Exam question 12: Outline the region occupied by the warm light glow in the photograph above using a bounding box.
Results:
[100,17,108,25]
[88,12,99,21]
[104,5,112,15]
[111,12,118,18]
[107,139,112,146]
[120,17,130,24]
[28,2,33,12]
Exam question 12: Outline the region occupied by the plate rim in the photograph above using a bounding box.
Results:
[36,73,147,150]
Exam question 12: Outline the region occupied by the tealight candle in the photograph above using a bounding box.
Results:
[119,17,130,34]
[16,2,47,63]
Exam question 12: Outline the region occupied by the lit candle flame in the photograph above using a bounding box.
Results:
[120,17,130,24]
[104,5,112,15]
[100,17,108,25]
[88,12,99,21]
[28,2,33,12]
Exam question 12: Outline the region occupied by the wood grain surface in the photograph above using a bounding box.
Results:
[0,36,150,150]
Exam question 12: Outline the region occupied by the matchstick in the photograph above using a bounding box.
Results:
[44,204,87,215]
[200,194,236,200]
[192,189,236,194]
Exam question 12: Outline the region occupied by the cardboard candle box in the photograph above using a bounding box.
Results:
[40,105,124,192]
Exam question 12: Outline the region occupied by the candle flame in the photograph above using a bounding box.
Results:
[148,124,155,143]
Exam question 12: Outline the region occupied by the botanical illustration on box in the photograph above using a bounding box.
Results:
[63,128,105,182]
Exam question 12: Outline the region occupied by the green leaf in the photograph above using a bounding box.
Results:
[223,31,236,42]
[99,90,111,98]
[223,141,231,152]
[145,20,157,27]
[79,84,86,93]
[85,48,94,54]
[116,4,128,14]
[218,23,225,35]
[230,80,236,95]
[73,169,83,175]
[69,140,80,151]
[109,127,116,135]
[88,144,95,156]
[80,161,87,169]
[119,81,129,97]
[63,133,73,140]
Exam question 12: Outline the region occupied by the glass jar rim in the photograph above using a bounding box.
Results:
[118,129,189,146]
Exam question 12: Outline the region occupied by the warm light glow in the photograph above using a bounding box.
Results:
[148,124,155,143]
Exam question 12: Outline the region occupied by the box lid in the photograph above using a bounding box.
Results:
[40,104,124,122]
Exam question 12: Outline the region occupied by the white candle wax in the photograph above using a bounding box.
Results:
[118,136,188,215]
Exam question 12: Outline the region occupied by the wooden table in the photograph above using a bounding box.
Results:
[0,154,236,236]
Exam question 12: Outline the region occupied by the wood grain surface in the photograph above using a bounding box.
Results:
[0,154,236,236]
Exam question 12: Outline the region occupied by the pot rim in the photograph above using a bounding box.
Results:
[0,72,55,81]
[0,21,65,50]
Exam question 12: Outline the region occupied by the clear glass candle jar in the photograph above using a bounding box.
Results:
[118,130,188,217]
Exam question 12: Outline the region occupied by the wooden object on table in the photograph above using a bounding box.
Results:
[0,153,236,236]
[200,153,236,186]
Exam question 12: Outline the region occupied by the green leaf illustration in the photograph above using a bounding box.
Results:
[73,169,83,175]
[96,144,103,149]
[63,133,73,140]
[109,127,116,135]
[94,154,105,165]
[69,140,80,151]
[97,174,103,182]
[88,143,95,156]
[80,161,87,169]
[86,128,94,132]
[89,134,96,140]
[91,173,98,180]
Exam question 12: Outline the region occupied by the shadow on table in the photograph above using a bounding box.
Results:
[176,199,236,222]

====

* **Your goal**:
Pick out every line in the data above that contains the word "green" and copy each one. Only count a match if its capital and small letters are the same.

* **Solution to this task**:
Exam question 12: Outline the region occupied by the green leaf in the photograph above using a bounding box.
Exam question 12: Outline the region occupied by the green leaf illustration in the photograph above using a bounding box.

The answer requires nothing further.